### WHAT THE TASK REQUIRES
Please set down the line that contains "positive clicks: (10, 201) (83, 177)" and every line below it through the last, exactly as written, with no other lines.

### AVAILABLE DATA
# # #

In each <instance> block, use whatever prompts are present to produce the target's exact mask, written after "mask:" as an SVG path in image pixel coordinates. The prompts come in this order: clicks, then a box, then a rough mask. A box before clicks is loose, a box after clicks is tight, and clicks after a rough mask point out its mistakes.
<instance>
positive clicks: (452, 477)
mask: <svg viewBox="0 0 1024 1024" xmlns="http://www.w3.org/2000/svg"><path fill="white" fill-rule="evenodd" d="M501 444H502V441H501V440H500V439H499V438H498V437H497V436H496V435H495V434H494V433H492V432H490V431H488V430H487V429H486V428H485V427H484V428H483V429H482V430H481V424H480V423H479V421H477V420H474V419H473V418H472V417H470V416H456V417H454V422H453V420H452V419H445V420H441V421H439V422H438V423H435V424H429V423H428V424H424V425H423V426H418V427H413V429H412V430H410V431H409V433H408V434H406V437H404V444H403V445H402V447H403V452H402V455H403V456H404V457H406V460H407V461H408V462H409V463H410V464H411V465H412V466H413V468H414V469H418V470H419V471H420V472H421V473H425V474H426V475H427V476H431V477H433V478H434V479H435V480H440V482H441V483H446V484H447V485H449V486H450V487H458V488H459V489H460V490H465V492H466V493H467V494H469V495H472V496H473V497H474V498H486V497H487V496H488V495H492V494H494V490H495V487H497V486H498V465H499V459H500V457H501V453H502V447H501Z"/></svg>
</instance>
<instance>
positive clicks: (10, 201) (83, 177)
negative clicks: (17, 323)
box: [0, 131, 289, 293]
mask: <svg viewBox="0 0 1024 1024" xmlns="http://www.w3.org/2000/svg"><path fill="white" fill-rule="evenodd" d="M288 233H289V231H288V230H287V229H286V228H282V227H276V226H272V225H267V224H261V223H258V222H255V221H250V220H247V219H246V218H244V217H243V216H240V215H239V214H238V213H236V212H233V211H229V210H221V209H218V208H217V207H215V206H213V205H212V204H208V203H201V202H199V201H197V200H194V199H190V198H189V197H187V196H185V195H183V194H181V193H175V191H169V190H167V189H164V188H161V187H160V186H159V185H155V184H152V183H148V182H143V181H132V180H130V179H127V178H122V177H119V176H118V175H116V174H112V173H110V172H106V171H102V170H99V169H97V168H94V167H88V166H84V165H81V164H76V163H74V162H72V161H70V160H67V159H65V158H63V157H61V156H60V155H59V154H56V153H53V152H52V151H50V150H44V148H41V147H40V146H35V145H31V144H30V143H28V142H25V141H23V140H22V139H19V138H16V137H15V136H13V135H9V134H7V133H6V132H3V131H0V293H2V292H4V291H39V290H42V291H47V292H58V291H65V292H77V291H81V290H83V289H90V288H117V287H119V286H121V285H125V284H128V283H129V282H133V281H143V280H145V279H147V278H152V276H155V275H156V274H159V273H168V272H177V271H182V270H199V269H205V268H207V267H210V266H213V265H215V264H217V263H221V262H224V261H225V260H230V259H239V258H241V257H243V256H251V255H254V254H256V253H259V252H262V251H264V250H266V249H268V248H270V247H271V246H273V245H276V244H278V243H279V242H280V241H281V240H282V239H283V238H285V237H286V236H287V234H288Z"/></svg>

# # #

### EXERCISE ANSWER
positive clicks: (10, 201) (83, 177)
negative clicks: (17, 323)
box: [0, 131, 289, 293]
mask: <svg viewBox="0 0 1024 1024" xmlns="http://www.w3.org/2000/svg"><path fill="white" fill-rule="evenodd" d="M288 233H289V231H288V230H287V229H286V228H282V227H276V226H272V225H267V224H261V223H258V222H255V221H250V220H247V219H246V218H244V217H243V216H240V215H239V214H238V213H236V212H233V211H229V210H221V209H218V208H217V207H215V206H213V205H212V204H208V203H201V202H199V201H197V200H194V199H190V198H189V197H187V196H185V195H183V194H181V193H175V191H169V190H167V189H164V188H161V187H160V186H159V185H155V184H152V183H148V182H143V181H132V180H130V179H127V178H122V177H119V176H118V175H116V174H112V173H110V172H106V171H102V170H99V169H97V168H94V167H88V166H84V165H81V164H76V163H74V162H72V161H70V160H67V159H65V158H63V157H61V156H60V155H59V154H56V153H53V152H52V151H50V150H44V148H41V147H40V146H35V145H31V144H30V143H28V142H25V141H23V140H22V139H19V138H16V137H15V136H13V135H9V134H7V133H6V132H3V131H0V293H2V292H4V291H39V290H42V291H47V292H58V291H65V292H77V291H81V290H83V289H90V288H117V287H119V286H121V285H125V284H128V283H129V282H133V281H143V280H145V279H147V278H152V276H155V275H156V274H159V273H168V272H177V271H182V270H199V269H205V268H207V267H210V266H213V265H215V264H217V263H221V262H224V261H225V260H230V259H239V258H241V257H243V256H251V255H254V254H256V253H259V252H262V251H264V250H266V249H268V248H270V247H271V246H273V245H276V244H278V243H279V242H280V241H281V240H282V239H283V238H285V237H286V236H287V234H288Z"/></svg>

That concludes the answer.